(Stored data)
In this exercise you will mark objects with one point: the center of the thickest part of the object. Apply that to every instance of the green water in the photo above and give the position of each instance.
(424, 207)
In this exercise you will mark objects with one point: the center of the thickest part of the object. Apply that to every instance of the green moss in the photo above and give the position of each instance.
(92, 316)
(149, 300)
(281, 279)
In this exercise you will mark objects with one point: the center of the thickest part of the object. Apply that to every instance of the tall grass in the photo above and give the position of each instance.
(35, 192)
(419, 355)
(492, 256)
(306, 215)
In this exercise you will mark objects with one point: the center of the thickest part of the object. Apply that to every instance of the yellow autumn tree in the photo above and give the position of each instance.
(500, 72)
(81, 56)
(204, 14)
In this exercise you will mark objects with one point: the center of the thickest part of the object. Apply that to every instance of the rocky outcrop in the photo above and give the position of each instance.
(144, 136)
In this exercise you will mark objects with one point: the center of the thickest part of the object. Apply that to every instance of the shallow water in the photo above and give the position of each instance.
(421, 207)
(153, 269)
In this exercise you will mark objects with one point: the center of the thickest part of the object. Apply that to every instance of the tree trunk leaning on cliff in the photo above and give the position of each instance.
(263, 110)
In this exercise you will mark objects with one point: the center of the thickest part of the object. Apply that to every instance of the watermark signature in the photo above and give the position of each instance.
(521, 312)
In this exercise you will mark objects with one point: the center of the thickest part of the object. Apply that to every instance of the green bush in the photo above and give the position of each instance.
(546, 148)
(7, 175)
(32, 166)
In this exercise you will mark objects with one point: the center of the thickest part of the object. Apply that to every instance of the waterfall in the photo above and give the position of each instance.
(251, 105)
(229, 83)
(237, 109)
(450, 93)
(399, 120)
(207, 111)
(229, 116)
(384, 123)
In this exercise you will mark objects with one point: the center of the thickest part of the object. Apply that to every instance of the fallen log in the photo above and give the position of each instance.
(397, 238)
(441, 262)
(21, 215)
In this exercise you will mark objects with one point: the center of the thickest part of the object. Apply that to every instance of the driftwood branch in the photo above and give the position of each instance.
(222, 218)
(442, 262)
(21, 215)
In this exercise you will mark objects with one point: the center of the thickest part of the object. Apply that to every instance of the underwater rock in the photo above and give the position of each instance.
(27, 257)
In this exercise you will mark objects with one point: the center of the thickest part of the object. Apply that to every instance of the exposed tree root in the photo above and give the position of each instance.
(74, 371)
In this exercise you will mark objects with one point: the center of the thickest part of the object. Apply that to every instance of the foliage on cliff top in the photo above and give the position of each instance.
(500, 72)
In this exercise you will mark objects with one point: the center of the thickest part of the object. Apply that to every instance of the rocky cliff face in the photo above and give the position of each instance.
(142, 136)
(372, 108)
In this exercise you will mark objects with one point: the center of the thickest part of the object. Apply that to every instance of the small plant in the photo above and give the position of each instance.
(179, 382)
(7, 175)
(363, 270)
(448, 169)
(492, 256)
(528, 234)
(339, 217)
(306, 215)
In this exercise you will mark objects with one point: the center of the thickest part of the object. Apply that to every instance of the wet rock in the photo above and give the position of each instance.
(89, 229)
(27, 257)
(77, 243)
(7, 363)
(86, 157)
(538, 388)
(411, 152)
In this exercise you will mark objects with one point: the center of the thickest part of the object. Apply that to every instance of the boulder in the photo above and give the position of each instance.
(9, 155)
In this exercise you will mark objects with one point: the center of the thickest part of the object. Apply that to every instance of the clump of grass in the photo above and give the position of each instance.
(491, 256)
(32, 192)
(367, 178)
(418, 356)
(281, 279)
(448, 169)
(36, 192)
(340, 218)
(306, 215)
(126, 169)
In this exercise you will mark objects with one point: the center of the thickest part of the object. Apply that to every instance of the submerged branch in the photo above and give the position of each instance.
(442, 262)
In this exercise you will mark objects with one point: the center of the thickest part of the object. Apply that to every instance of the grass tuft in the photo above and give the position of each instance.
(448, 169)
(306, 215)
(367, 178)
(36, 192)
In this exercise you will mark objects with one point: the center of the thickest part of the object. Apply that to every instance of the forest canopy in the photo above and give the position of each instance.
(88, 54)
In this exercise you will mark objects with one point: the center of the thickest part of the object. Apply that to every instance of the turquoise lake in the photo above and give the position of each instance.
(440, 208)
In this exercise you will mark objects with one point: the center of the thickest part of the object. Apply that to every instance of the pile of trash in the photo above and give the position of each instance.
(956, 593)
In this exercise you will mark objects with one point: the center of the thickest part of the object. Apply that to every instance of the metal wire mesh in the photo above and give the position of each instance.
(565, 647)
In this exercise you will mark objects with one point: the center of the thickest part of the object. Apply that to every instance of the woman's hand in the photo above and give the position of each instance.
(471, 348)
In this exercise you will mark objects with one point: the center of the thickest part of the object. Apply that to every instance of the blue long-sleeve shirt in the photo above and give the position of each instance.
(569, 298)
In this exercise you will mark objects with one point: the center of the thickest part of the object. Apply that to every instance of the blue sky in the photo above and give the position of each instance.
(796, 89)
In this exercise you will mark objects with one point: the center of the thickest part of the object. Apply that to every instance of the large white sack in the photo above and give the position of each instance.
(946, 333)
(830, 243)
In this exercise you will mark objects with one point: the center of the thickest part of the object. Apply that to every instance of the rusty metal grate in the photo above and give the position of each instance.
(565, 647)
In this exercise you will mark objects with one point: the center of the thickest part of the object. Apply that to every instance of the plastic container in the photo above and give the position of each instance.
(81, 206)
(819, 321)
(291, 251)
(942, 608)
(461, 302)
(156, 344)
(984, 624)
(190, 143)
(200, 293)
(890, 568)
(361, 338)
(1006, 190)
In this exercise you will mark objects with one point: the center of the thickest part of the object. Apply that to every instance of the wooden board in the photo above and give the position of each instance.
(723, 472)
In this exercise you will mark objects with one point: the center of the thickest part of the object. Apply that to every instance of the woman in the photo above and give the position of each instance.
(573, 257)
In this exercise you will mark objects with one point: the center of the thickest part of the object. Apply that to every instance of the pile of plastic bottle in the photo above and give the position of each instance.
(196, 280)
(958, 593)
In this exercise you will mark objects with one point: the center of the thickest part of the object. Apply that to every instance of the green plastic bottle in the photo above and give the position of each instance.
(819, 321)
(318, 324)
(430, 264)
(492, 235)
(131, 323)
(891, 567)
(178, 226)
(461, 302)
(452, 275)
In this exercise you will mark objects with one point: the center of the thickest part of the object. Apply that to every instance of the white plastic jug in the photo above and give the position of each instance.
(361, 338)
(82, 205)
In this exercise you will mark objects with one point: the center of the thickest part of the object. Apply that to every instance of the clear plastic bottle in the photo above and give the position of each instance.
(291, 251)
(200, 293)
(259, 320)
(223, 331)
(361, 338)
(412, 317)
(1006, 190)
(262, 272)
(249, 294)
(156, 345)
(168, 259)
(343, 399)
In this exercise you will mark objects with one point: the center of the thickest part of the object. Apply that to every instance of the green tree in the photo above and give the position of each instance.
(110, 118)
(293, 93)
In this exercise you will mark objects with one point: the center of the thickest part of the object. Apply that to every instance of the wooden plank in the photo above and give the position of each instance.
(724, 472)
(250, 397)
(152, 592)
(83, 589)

(CHALLENGE):
Copy out the material above in its entirety. Every detail must match.

(EXERCISE OUTPUT):
In this exercise you will mark objects with one point: the center of the thickest part of the object. Apply that to every instance of the green water in the photo above and give the position of each instance.
(424, 207)
In this exercise you will mark objects with one point: the center of the thickest part of the object. Apply that to every instance of the green moss in the photo above and give the position of each instance.
(92, 316)
(149, 300)
(281, 279)
In this exercise you will mark objects with one point: the center of the thickest part of the object. Apply that to every instance of the tall grass in the photo above and give the position of each instance.
(35, 192)
(419, 355)
(492, 256)
(306, 215)
In this exercise you will mark objects with one point: the center of the thickest part of the object. Apply that to every instance of the yellow autumn tree in the photo above and give the position of each instance.
(500, 72)
(81, 56)
(204, 14)
In this exercise you will mark objects with one point: the center of the thickest part of the object. Apply that to every instance of the rocky outcrop in the photo above and give the position of each instance.
(144, 136)
In this exercise you will mark objects with one point: the center of the thickest part of the object. Apply that to every instance of the shallow water in the photo above and give the position of each instance.
(421, 207)
(153, 269)
In this exercise you will mark objects with one point: the center of the thickest part of the object. Apply that to every instance of the tree trunk leaning on cliff in the photo above and give the position of each instance.
(263, 110)
In this exercise you will mark objects with one point: the center of the thickest part of the object. Apply that to every instance of the watermark signature in the photo above and give the position of each instance.
(521, 312)
In this exercise you will mark objects with one point: the center of the thickest part of the object. Apply that to every instance of the green bush in the photo above and give the position of each instance.
(546, 148)
(7, 175)
(32, 166)
In this exercise you will mark objects with one point: the center of the thickest part of the object. Apply that to every instance of the waterfall in the photo above and give the position of each instance.
(251, 105)
(229, 83)
(237, 109)
(450, 93)
(399, 120)
(207, 111)
(229, 116)
(384, 123)
In this exercise you will mark objects with one point: the center of the thickest part of the object. Apply that to every instance of the fallen log in the photo above and give the position of each instance.
(397, 238)
(441, 262)
(21, 215)
In this exercise you will mark objects with one point: the center of the thickest part of the object. Apply that to every instance of the driftwood branch in the photo above and give the position of each instance.
(222, 218)
(442, 262)
(21, 215)
In this exercise you will mark objects with one point: the center of the thickest part of the object. Apply that to every instance of the underwater rock in the photo above and give the position of each instance.
(27, 257)
In this exercise you will mark objects with one point: the center of the thickest part of the object. Apply that to every instance of the exposed tree root in the photo above and give the position of each instance.
(74, 371)
In this exercise you will mark objects with one point: the center of the thickest part of the object. Apply that to every instance of the foliage on cliff top in the photo above and give the position of each instance.
(500, 72)
In this exercise you will mark objects with one point: the center of the thickest part of the object. Apply that to every instance of the rocky cliff face in the photo above and give the position of each instance.
(142, 136)
(372, 108)
In this exercise you will mark objects with one point: the center of the thickest part of the object. Apply that to every instance of the small plant in the photo above and give the position of each instance.
(179, 382)
(7, 175)
(363, 270)
(448, 169)
(492, 256)
(528, 234)
(339, 217)
(306, 215)
In this exercise you will mark objects with one point: the center of the thickest part of the object. Apply that to every instance of the wet rock in the photo above and give the position of each instance.
(89, 229)
(27, 257)
(77, 243)
(7, 363)
(86, 157)
(538, 388)
(411, 152)
In this exercise you will mark objects with one point: the center of the thickest part of the object. Apply that to every instance of the boulder in the photo above and give the position of each instance.
(9, 155)
In this exercise you will mark objects with one point: the center of the thickest part of the object. Apply that to every instance of the clump of grass in the photo above and give the position of each instance.
(491, 256)
(32, 192)
(367, 178)
(418, 356)
(281, 279)
(448, 169)
(36, 192)
(340, 218)
(306, 215)
(126, 169)
In this exercise you will mark objects with one point: the center of the thickest part of the object. Apply that to every instance of the submerged branch in the photo above and give the position of each instance.
(442, 262)
In this exercise you will mark objects with one point: the center of the thickest part of the object. Apply that to every instance of the grass tuft in the photo above and give the position of each instance.
(448, 169)
(306, 215)
(367, 178)
(36, 192)
In this exercise you will mark objects with one point: the center of the thickest part of the object. Apply that to every instance of the forest canopy in the photo above and give the position of each instance.
(88, 54)
In this exercise you will mark objects with one point: the center of the thickest part of the object. Apply that to every instance of the turquoise lake in the photo above and give the position of each instance.
(440, 208)
In this exercise you will mark objects with one point: the center of the thickest part of the object. Apply that to every instance of the pile of trash in the photo above and give the position of each instance.
(956, 593)
In this exercise you will mark objects with one point: the center of the thickest part of the object. Apply that to every instance of the metal wire mesh in the photo above and give the position of each instance.
(565, 647)
In this exercise you will mark objects with one point: the center of the thickest part of the object. Apply that to every instance of the woman's hand in the photo above and give the position of each instance.
(471, 348)
In this exercise you will mark objects with one point: the center of the thickest part of the object. Apply that to every instance of the blue long-sleeve shirt in the photo above and give the position of each instance.
(569, 298)
In this exercise you will mark objects with one point: the center of the thickest part of the object. Apply that to every instance of the blue sky in the photo above and give the position of each instance.
(796, 89)
In this exercise you will mark objects with one point: the center of the thickest part of the object. Apply that to every instance of the large white sack in the photo above and give the position of each instance.
(946, 333)
(830, 243)
In this exercise you will mark objects with one point: the center of the thickest part of the object. Apply that to every instance of the rusty metal grate in the photo above and give the position of each instance.
(565, 647)
In this exercise you will mark objects with one point: the center of the thickest part of the object. Apply that to every instance of the plastic container in the photo above and give the position of each instance.
(81, 206)
(819, 321)
(291, 251)
(942, 608)
(461, 302)
(156, 344)
(984, 624)
(190, 143)
(200, 293)
(890, 568)
(361, 338)
(1006, 190)
In this exercise you will mark objects with one point: the center of the thickest part of the object. Apply that to every instance of the wooden board in the photo above and give the position of each instance.
(723, 472)
In this exercise you will mark objects with one point: the center of the thickest part of the object. Apply that to every instance of the woman in the photo above and give the position of each instance.
(573, 257)
In this exercise you will mark objects with one point: the center of the thickest part of the object. Apply that to every instance of the pile of plastic bottle in the photo above and give the position of each instance.
(196, 280)
(958, 593)
In this exercise you will mark objects with one point: the center of the thickest part of the object. Apply that to every instance of the green plastic bottle in the photo above and give the position of each instance.
(819, 321)
(318, 324)
(430, 264)
(492, 235)
(131, 323)
(891, 567)
(178, 226)
(461, 302)
(452, 275)
In this exercise you will mark objects with one point: the center of the thickest part of the object. Apply that to every instance of the white plastic jug in the photo above and give the position of each instance.
(361, 338)
(82, 205)
In this exercise you will mark objects with one point: the center of the thickest part of the object. Apply that to every instance of the clear plastic bottle in the photo above and give the position of each instance.
(291, 251)
(200, 293)
(259, 320)
(223, 331)
(361, 338)
(412, 317)
(1006, 190)
(262, 272)
(249, 294)
(156, 345)
(168, 259)
(343, 399)
In this exercise you will mark objects with one point: the center of the thickest part of the object. Apply that to every instance of the green tree in the photo above and give the position of each instance.
(110, 118)
(293, 93)
In this exercise you will mark objects with one point: the center of the thickest part of the object. Apply that to every instance of the wooden plank in the photo above and give the position of each instance.
(724, 472)
(250, 397)
(152, 592)
(83, 589)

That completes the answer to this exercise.